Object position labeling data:
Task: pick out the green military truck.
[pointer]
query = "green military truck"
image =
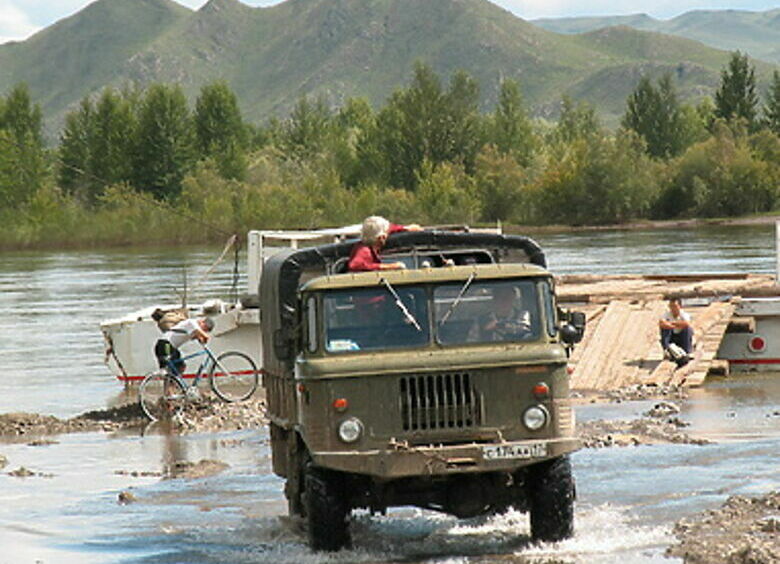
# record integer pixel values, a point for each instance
(442, 386)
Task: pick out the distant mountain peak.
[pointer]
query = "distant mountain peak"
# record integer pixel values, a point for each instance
(222, 5)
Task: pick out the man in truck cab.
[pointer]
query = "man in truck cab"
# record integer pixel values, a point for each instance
(373, 236)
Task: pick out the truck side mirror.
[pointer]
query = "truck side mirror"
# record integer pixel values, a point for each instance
(574, 329)
(283, 345)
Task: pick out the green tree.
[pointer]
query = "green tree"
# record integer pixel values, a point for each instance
(447, 194)
(423, 122)
(577, 121)
(597, 180)
(772, 107)
(74, 174)
(736, 96)
(501, 186)
(307, 130)
(510, 128)
(220, 130)
(723, 176)
(111, 141)
(656, 115)
(21, 120)
(164, 147)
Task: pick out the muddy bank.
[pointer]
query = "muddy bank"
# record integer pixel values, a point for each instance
(639, 392)
(746, 530)
(206, 415)
(661, 424)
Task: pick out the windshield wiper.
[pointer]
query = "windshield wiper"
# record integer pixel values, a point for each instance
(456, 301)
(407, 314)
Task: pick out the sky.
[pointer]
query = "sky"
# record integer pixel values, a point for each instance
(21, 18)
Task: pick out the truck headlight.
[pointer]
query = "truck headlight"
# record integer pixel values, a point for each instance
(535, 417)
(350, 430)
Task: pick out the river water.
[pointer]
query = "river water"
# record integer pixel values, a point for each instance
(628, 499)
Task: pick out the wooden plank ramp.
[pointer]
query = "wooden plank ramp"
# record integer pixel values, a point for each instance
(622, 346)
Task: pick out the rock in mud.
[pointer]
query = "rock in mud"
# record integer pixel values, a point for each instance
(195, 470)
(743, 531)
(23, 472)
(125, 498)
(645, 430)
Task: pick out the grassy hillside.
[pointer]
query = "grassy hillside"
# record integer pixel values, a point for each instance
(340, 48)
(82, 53)
(757, 33)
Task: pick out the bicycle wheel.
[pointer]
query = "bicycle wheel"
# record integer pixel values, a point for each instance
(234, 376)
(161, 396)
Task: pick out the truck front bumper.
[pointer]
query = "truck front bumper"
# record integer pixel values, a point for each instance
(400, 460)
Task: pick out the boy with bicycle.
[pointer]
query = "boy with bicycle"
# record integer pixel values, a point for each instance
(167, 347)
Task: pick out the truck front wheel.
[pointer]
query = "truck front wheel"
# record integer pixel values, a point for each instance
(551, 496)
(327, 510)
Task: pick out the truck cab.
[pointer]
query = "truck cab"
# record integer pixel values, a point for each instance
(442, 386)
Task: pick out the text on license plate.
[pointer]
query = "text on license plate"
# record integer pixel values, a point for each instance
(498, 452)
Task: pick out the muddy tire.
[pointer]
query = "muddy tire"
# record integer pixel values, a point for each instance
(551, 498)
(327, 510)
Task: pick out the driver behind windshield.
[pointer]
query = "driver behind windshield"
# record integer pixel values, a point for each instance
(506, 321)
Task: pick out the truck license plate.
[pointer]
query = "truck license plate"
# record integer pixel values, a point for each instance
(521, 452)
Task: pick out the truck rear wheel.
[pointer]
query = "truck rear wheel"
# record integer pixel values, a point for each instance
(327, 510)
(551, 497)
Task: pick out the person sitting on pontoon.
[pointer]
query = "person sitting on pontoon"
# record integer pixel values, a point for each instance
(373, 235)
(676, 333)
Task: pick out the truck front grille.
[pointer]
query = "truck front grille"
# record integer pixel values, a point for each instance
(439, 401)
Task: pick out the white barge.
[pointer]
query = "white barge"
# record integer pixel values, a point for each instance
(750, 340)
(130, 339)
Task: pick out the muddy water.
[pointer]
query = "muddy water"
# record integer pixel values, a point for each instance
(68, 510)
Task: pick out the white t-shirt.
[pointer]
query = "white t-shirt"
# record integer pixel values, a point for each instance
(181, 332)
(684, 316)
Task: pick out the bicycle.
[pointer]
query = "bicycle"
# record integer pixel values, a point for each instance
(233, 377)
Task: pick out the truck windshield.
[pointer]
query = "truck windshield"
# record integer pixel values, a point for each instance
(370, 319)
(487, 312)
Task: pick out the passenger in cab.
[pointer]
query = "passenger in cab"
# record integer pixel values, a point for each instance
(507, 321)
(373, 236)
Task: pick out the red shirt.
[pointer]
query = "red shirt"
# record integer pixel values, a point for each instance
(364, 258)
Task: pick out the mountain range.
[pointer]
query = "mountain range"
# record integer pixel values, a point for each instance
(755, 33)
(339, 48)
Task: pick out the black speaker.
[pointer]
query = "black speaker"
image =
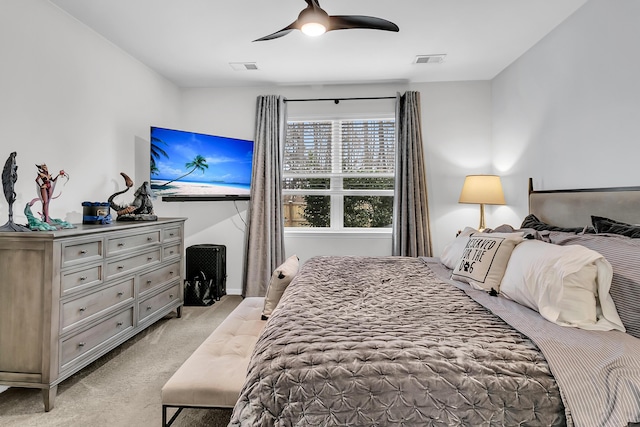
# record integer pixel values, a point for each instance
(210, 261)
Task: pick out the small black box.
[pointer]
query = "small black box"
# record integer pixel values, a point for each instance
(96, 213)
(209, 262)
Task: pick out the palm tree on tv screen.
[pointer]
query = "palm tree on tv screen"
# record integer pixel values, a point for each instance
(198, 163)
(156, 152)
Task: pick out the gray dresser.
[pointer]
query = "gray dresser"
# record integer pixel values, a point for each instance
(68, 297)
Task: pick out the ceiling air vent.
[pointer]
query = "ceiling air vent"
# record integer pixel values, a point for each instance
(243, 66)
(430, 59)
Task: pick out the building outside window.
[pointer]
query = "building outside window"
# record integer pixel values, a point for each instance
(338, 175)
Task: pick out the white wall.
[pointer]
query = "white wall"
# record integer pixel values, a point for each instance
(456, 131)
(567, 113)
(75, 102)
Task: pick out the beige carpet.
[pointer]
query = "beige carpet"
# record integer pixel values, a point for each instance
(123, 387)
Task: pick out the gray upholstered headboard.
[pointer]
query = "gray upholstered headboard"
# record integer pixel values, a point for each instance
(573, 208)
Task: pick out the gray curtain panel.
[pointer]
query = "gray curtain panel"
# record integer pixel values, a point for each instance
(264, 236)
(411, 236)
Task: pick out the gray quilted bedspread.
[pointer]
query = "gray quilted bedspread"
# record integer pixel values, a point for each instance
(381, 341)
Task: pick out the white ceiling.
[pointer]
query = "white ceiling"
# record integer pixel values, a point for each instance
(192, 42)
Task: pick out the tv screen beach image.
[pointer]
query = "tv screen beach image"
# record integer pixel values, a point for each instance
(194, 164)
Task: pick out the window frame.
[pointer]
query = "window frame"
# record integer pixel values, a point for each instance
(336, 190)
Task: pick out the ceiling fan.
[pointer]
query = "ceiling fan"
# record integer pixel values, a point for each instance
(314, 21)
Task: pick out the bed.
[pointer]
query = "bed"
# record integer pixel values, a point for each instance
(374, 341)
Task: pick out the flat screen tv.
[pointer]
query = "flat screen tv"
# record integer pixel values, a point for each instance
(193, 166)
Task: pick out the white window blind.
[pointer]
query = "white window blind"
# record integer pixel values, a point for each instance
(339, 173)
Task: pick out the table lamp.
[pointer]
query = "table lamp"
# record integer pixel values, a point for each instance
(483, 190)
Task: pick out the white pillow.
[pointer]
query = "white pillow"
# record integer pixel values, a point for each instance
(484, 259)
(567, 285)
(280, 279)
(453, 251)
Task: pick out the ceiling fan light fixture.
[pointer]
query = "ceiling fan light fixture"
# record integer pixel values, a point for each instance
(313, 29)
(313, 22)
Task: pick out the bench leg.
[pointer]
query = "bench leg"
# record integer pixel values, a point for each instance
(173, 418)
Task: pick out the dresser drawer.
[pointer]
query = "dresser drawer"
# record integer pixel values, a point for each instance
(119, 245)
(158, 277)
(125, 265)
(77, 345)
(157, 302)
(172, 251)
(79, 279)
(77, 252)
(79, 309)
(172, 233)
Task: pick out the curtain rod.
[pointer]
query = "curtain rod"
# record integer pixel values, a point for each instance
(337, 100)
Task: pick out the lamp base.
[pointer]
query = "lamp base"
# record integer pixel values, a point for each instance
(482, 224)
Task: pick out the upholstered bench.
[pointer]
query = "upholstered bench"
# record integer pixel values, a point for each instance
(213, 375)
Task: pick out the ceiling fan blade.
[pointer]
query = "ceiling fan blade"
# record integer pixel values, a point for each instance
(346, 22)
(282, 32)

Work instructions:
Rewrite the data from the line containing "Task: pick out the ceiling fan blade." through the end, copying every line, and decrease each answer coordinate by 61.

Answer for the task:
Task: pick out the ceiling fan blade.
[pointer]
query = "ceiling fan blade"
# record integer pixel values, a point for each instance
(285, -39)
(221, -29)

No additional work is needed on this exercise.